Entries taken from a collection
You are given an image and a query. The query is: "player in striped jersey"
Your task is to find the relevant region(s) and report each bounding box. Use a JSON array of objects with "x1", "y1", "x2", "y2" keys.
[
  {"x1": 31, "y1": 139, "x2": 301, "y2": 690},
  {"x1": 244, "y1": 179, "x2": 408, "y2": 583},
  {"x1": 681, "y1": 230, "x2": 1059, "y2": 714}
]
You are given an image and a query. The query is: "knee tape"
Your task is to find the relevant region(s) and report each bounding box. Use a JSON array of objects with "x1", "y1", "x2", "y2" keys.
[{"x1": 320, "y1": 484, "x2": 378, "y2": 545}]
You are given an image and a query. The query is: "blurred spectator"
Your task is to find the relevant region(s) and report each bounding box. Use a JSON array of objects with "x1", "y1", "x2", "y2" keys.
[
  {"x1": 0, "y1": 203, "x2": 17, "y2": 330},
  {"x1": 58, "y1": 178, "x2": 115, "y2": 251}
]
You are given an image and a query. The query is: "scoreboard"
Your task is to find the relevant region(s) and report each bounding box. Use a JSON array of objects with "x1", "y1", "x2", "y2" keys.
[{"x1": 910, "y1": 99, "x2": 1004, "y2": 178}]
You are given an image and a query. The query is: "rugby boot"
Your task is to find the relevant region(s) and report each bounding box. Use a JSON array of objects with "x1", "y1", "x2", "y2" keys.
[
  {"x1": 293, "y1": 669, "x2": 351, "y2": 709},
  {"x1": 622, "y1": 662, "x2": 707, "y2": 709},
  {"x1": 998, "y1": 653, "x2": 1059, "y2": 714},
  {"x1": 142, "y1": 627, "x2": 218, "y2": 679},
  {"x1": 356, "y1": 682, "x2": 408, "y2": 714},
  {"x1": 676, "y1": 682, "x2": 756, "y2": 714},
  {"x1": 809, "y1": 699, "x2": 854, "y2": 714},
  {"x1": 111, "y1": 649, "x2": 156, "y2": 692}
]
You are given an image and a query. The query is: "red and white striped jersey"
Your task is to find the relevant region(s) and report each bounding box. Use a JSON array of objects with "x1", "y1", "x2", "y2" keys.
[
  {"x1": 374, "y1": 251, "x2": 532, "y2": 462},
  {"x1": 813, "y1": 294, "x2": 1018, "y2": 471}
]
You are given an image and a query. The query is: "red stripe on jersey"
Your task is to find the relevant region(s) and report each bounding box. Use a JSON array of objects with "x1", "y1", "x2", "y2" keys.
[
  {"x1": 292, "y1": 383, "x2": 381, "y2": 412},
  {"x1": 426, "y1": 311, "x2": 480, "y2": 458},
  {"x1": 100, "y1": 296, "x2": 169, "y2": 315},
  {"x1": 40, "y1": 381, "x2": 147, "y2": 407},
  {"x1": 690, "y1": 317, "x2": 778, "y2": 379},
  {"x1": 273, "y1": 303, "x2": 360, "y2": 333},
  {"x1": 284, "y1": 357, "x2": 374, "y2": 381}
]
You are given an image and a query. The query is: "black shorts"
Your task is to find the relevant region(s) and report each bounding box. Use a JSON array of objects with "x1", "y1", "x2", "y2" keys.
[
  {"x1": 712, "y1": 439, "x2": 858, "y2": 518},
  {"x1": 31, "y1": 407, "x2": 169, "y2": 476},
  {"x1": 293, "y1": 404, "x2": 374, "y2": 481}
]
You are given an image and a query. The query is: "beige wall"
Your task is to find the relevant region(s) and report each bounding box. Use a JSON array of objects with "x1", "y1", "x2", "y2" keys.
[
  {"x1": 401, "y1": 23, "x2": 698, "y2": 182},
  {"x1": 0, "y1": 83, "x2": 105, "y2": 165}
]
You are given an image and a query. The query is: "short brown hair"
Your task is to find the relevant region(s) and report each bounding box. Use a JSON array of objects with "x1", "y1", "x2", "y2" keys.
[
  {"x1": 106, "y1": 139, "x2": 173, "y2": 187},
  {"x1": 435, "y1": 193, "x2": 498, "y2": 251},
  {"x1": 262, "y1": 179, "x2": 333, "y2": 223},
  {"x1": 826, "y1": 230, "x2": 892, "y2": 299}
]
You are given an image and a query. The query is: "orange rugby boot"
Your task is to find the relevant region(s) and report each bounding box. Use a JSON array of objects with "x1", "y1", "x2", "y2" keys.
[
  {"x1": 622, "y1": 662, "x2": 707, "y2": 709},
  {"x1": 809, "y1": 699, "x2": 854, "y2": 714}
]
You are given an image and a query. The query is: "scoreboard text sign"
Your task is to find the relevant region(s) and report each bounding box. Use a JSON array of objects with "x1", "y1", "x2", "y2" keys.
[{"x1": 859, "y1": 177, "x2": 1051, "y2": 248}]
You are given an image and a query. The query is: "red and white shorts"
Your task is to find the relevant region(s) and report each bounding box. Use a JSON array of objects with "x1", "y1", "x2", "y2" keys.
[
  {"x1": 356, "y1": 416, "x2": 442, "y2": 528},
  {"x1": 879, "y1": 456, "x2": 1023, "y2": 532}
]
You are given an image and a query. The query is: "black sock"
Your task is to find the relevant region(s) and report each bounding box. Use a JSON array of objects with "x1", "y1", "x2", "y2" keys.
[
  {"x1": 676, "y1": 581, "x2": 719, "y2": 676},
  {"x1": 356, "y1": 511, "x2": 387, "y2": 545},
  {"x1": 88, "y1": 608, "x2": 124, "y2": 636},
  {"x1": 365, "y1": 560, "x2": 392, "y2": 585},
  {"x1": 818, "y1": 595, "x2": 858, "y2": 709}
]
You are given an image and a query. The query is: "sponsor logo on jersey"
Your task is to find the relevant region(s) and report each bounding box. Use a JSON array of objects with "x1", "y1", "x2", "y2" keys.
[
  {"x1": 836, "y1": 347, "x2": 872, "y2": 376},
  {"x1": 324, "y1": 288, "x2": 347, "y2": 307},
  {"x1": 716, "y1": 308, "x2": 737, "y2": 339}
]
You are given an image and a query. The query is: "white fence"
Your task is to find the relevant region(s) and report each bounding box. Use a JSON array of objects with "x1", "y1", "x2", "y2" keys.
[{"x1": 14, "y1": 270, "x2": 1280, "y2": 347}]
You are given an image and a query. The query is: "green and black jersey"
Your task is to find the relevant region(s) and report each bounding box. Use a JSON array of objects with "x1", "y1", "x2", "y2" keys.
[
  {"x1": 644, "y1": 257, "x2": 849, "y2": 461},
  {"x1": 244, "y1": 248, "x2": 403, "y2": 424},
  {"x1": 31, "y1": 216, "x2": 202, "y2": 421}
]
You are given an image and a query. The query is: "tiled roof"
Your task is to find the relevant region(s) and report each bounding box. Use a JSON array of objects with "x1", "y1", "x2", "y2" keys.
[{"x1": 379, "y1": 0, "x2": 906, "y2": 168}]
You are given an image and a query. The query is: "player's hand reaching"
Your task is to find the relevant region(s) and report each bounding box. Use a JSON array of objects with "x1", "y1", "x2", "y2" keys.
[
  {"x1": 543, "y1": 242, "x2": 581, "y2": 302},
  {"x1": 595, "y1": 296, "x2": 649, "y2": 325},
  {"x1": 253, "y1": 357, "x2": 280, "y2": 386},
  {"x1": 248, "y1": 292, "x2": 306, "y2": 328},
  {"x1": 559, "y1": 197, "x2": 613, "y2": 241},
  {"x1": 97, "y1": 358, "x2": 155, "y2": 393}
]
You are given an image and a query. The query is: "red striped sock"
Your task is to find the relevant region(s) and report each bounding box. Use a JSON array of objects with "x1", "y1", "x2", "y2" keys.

_Your goal_: Extract the full listing and reproduce each line exactly.

_Result_:
You are given an image and a query. The query is: "player in striped jersey"
Your task is to find the relevant region(s) and report each bounding box. Use a JSON array of objects with "x1", "y1", "x2", "y2" keys.
[
  {"x1": 31, "y1": 139, "x2": 301, "y2": 690},
  {"x1": 244, "y1": 179, "x2": 408, "y2": 583},
  {"x1": 681, "y1": 230, "x2": 1059, "y2": 714}
]
You are given an image and a query. The query is: "knee tape"
Your task is to find the relevant region(s) and report each bounding box. Use a JSON array of objects with "x1", "y1", "x2", "y2" keys.
[{"x1": 320, "y1": 484, "x2": 378, "y2": 545}]
You are given an image and a query. The query is: "blurred spectator"
Your task is to find the relevant region(s) and report each bounding box. Use a JSON array of objects with "x1", "y1", "x2", "y2" keys.
[
  {"x1": 0, "y1": 203, "x2": 17, "y2": 330},
  {"x1": 58, "y1": 178, "x2": 115, "y2": 251}
]
You are given an image and a query. The query is: "scoreboard"
Your task is to find the relevant region(s) and report each bounding box. Use a JSON array of objects with "x1", "y1", "x2", "y2" keys.
[{"x1": 910, "y1": 99, "x2": 1004, "y2": 178}]
You are given an image and a query. The query is: "rugby boot"
Your task is to find the relevant region(s) and report each bounding box. Use a JSON array of objects with "x1", "y1", "x2", "y2" keys.
[
  {"x1": 293, "y1": 669, "x2": 351, "y2": 709},
  {"x1": 622, "y1": 662, "x2": 707, "y2": 709},
  {"x1": 998, "y1": 653, "x2": 1059, "y2": 714},
  {"x1": 142, "y1": 627, "x2": 218, "y2": 679},
  {"x1": 356, "y1": 682, "x2": 408, "y2": 714},
  {"x1": 676, "y1": 682, "x2": 756, "y2": 714},
  {"x1": 809, "y1": 699, "x2": 854, "y2": 714},
  {"x1": 111, "y1": 649, "x2": 156, "y2": 692}
]
You are given an image and a query. The query is: "red and white striped jersey"
Your task is to find the relevant region(s) and report each bounding box. Use a JSON array of objects with "x1", "y1", "x2", "y2" keys.
[
  {"x1": 374, "y1": 251, "x2": 532, "y2": 462},
  {"x1": 813, "y1": 294, "x2": 1018, "y2": 471}
]
You are given an image and a query. The query is: "red stripe on jersey"
Your task is to find the relevant region(s) and report each bounding box. Use a JSON array of objects with "x1", "y1", "x2", "y2" keys.
[
  {"x1": 292, "y1": 383, "x2": 381, "y2": 412},
  {"x1": 426, "y1": 311, "x2": 480, "y2": 458},
  {"x1": 100, "y1": 296, "x2": 169, "y2": 315},
  {"x1": 40, "y1": 381, "x2": 147, "y2": 407},
  {"x1": 690, "y1": 317, "x2": 778, "y2": 379},
  {"x1": 273, "y1": 303, "x2": 360, "y2": 333},
  {"x1": 284, "y1": 357, "x2": 374, "y2": 381}
]
You are given an image and a query. The query is: "black shorts"
Your task is to find the relevant region(s) and report each bounding box. Use a JSON array of objects with "x1", "y1", "x2", "y2" keys.
[
  {"x1": 712, "y1": 439, "x2": 858, "y2": 518},
  {"x1": 31, "y1": 407, "x2": 169, "y2": 476},
  {"x1": 293, "y1": 404, "x2": 374, "y2": 481}
]
You are given an image and a query. The query is: "beige wall"
Your task is to find the relevant region(s) and report each bounding box. Use a JSON array of objects with "x1", "y1", "x2", "y2" keys.
[
  {"x1": 401, "y1": 23, "x2": 698, "y2": 182},
  {"x1": 0, "y1": 83, "x2": 105, "y2": 165}
]
You are given an image and a query. The query is: "short brown hair"
Your task is to find the relevant region(s) and report each bounding box. Use a JSON array of objects with "x1", "y1", "x2", "y2" keys.
[
  {"x1": 106, "y1": 139, "x2": 173, "y2": 187},
  {"x1": 435, "y1": 193, "x2": 498, "y2": 251},
  {"x1": 262, "y1": 179, "x2": 333, "y2": 223},
  {"x1": 826, "y1": 230, "x2": 892, "y2": 299}
]
You are given an image and a query. The query is: "orange rugby boot"
Your task is to find the relevant region(s) and report each bounding box. Use a JSON array of objects with "x1", "y1", "x2", "y2" keys.
[
  {"x1": 622, "y1": 662, "x2": 707, "y2": 709},
  {"x1": 809, "y1": 699, "x2": 854, "y2": 714}
]
You are given an image and a query. The query is: "scoreboard text sign"
Your task is to find the relevant region(s) and report each bounding box. Use a JSON array of objects with "x1", "y1", "x2", "y2" keys.
[{"x1": 859, "y1": 177, "x2": 1051, "y2": 248}]
You are given an image and a query. The query is: "red and white shorts"
Your task is to find the relevant region(s) and report each bounding box. Use a JSON array of objects with "x1", "y1", "x2", "y2" keys.
[
  {"x1": 356, "y1": 416, "x2": 442, "y2": 528},
  {"x1": 879, "y1": 456, "x2": 1023, "y2": 532}
]
You are given an image and a query. The query is: "black sock"
Your task is to find the relevant region(s) and report each bounding box. Use a JSON array of objects with "x1", "y1", "x2", "y2" keys.
[
  {"x1": 676, "y1": 581, "x2": 719, "y2": 676},
  {"x1": 356, "y1": 511, "x2": 387, "y2": 545},
  {"x1": 88, "y1": 608, "x2": 124, "y2": 636},
  {"x1": 365, "y1": 560, "x2": 392, "y2": 585},
  {"x1": 818, "y1": 595, "x2": 858, "y2": 709}
]
You are given an image and a query. The query is: "sponsor logo on jersey"
Your task is to find the relevant region(s) and report each bounding box. Use a JSON array of objects with "x1", "y1", "x2", "y2" keys.
[
  {"x1": 836, "y1": 347, "x2": 872, "y2": 376},
  {"x1": 324, "y1": 288, "x2": 347, "y2": 307},
  {"x1": 716, "y1": 308, "x2": 737, "y2": 339}
]
You are given an image and a query. The query is: "white fence"
Your task is to find the relevant region(s) and report each bounding box. Use a JSON array of objects with "x1", "y1", "x2", "y2" keys.
[{"x1": 14, "y1": 270, "x2": 1280, "y2": 347}]
You are given an image and a query. The query is: "green and black jersey"
Your task is to find the relevant region(s) and report each bounding box. Use a JSON array of objects with "x1", "y1", "x2", "y2" keys.
[
  {"x1": 644, "y1": 257, "x2": 849, "y2": 461},
  {"x1": 244, "y1": 248, "x2": 403, "y2": 424},
  {"x1": 31, "y1": 216, "x2": 202, "y2": 421}
]
You are given an image and a query. The query is: "tiled roof"
Your task is to find the relevant region(s) and report each bounding box. Use a JSON array of objects with "x1", "y1", "x2", "y2" keys.
[{"x1": 379, "y1": 0, "x2": 906, "y2": 168}]
You are given an image and a query. The query is: "player's hand reaching"
Your task is to find the relevant region(s) and report each bounding box. Use a JSON array of objects with "x1", "y1", "x2", "y2" keys.
[
  {"x1": 543, "y1": 242, "x2": 581, "y2": 302},
  {"x1": 595, "y1": 296, "x2": 649, "y2": 325},
  {"x1": 253, "y1": 357, "x2": 280, "y2": 386},
  {"x1": 248, "y1": 292, "x2": 306, "y2": 328},
  {"x1": 559, "y1": 197, "x2": 613, "y2": 241},
  {"x1": 97, "y1": 358, "x2": 155, "y2": 393}
]
You are given an image and a query. The query is: "red striped sock"
Your task is to find the relevant region(s) and report each bounding box. Use a JSON array of objects with "x1", "y1", "x2", "y2" keys.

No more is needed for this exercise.